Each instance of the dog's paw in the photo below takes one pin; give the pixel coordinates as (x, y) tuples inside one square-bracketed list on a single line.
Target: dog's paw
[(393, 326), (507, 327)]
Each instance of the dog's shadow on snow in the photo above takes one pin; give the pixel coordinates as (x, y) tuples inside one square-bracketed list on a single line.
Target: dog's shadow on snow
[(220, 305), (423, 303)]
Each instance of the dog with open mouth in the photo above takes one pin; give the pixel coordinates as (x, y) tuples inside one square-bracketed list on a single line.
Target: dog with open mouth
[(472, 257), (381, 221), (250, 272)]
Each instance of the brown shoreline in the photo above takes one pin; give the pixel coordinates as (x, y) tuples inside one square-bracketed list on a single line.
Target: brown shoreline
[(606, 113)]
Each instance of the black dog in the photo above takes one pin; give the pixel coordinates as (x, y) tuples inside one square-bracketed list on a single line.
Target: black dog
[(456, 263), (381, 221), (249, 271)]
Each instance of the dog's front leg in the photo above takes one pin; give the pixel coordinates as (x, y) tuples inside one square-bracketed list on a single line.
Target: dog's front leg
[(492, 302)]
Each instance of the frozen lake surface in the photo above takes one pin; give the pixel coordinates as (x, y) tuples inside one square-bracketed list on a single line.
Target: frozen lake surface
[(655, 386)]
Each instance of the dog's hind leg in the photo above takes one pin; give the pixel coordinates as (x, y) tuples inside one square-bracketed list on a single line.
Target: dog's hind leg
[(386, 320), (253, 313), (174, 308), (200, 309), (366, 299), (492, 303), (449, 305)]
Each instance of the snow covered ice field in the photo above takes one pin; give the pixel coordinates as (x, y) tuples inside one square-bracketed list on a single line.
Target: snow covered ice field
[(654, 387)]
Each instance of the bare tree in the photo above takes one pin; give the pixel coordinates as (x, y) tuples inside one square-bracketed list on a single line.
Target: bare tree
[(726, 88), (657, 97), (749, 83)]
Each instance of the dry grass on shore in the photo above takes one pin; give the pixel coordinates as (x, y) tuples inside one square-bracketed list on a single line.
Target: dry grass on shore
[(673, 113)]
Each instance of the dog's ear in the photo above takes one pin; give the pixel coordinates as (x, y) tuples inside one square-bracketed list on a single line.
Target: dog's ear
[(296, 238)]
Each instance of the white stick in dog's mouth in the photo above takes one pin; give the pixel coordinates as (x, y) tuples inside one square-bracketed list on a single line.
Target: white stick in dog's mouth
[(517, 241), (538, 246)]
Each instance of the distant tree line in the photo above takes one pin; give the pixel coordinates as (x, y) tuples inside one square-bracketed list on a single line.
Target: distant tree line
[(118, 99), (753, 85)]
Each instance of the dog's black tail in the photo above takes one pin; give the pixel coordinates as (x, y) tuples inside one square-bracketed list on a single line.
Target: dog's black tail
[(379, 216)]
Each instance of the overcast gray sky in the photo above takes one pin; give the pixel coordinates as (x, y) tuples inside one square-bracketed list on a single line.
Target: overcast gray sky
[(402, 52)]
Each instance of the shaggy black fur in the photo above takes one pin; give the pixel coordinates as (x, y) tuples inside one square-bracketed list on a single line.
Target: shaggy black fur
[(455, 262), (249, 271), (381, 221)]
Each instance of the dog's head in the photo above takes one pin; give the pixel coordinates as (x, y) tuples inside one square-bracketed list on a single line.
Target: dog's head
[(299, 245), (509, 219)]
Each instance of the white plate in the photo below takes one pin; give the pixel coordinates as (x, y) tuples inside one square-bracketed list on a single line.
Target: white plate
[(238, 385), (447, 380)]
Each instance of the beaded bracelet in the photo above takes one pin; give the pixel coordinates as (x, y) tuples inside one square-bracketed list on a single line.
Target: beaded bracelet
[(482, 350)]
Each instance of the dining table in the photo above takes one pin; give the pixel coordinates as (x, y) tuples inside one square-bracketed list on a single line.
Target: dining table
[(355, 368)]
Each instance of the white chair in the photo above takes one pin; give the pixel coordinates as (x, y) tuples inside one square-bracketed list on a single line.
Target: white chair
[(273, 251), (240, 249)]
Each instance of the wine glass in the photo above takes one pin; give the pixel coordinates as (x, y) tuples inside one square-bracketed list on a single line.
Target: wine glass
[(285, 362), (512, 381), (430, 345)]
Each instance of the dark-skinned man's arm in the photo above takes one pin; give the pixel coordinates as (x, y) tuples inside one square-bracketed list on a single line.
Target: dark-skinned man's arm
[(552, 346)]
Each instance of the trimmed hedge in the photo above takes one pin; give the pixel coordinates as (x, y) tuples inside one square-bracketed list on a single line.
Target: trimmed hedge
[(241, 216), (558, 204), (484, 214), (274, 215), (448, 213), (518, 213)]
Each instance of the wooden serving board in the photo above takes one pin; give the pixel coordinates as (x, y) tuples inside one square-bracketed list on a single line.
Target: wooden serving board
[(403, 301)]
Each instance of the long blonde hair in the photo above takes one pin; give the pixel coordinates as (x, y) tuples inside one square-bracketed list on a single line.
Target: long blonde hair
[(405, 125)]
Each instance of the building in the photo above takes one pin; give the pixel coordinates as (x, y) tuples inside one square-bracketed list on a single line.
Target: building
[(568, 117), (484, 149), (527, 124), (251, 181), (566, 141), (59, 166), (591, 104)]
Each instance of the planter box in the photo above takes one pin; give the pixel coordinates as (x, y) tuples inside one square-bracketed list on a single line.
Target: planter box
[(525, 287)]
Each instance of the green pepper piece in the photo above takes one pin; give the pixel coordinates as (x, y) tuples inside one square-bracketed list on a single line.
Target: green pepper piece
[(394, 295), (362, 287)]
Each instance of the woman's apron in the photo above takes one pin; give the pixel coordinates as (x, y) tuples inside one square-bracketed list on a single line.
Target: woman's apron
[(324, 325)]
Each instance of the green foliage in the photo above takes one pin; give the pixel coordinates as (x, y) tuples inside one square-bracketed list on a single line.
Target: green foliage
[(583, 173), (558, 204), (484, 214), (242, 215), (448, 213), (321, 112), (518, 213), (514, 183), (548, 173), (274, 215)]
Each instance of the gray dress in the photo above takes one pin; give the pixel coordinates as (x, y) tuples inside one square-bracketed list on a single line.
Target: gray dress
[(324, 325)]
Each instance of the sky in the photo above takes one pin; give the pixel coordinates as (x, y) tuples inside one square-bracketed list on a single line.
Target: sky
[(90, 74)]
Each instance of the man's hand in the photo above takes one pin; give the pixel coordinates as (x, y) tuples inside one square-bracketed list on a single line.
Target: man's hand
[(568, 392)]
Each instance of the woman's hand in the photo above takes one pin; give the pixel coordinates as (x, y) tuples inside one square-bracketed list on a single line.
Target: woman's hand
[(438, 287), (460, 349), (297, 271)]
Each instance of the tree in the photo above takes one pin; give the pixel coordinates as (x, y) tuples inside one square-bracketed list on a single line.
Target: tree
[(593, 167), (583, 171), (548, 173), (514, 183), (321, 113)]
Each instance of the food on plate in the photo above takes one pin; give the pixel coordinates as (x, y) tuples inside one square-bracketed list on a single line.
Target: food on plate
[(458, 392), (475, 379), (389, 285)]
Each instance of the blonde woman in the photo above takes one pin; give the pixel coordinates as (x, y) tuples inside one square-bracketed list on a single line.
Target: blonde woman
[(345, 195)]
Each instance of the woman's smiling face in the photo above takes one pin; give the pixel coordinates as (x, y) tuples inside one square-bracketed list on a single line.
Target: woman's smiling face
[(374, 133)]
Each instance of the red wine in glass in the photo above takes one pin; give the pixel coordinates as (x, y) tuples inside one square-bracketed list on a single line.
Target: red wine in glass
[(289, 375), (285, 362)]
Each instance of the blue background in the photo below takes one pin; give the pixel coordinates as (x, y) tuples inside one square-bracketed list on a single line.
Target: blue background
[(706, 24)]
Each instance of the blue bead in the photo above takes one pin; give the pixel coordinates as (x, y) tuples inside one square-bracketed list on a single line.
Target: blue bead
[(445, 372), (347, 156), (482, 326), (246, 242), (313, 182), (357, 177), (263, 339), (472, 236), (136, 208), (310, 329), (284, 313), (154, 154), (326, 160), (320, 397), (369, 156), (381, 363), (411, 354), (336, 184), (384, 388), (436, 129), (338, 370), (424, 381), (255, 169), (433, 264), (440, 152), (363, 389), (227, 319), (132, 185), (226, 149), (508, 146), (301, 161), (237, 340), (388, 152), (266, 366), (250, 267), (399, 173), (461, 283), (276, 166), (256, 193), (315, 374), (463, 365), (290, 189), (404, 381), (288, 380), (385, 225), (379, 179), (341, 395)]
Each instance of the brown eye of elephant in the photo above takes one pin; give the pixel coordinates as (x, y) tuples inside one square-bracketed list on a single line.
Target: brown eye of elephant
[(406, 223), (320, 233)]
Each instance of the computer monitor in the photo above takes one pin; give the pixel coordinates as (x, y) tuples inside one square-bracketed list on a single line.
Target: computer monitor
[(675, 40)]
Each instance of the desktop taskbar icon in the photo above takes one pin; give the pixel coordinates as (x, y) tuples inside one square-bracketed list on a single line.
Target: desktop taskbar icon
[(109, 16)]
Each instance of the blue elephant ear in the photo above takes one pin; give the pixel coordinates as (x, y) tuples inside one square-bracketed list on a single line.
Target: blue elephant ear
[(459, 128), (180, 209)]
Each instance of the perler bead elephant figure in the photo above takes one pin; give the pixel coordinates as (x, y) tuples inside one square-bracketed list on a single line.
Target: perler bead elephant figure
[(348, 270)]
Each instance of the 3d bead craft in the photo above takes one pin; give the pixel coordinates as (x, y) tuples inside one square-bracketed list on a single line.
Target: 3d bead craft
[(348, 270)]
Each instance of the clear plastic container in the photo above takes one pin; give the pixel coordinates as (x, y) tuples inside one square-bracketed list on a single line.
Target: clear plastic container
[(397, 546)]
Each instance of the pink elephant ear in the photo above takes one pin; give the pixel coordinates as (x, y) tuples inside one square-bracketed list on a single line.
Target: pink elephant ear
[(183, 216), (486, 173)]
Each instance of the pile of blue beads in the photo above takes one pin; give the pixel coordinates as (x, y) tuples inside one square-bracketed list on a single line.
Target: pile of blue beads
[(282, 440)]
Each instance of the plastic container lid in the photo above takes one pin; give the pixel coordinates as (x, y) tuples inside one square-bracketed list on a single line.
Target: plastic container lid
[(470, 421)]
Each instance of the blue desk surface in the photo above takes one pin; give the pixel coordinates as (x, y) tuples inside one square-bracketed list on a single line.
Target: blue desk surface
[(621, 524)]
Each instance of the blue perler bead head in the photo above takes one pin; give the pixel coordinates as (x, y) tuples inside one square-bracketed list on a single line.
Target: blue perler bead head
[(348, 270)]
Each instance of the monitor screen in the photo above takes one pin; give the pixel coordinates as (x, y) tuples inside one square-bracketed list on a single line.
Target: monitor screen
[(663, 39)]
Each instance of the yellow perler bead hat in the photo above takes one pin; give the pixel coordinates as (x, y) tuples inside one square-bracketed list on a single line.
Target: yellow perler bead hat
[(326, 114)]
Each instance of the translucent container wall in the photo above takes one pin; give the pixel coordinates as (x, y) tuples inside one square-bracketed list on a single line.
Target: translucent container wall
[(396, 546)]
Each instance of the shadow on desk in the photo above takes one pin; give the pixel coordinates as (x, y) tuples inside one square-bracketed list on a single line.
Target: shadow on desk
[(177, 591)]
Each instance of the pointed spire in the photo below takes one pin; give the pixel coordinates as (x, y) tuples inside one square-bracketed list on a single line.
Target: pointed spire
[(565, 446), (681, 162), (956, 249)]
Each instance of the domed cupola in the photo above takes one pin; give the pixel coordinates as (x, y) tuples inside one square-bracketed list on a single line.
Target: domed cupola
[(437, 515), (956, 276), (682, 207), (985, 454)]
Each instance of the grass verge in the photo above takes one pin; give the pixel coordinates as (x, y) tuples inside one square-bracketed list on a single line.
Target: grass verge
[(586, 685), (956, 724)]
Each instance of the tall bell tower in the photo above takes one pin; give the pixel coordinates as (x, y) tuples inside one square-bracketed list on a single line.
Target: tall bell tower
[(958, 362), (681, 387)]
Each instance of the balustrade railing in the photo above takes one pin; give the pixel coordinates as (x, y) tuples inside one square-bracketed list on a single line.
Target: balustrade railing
++++++++++++++++++++
Lay out the portion of the records that opens with the line containing "Each instance of the dog's black" and closes with the line containing "[(379, 216)]" as a Markdown table with the columns Row and Line, omitting blank lines.

# [RESPONSE BELOW]
| Row | Line |
|---|---|
| 1 | Each instance of the dog's black tail in the photo above takes one pin; give the pixel coordinates as (x, y) tuples inside one square-bracketed list on a single line. |
| 2 | Target: dog's black tail |
| 3 | [(379, 216)] |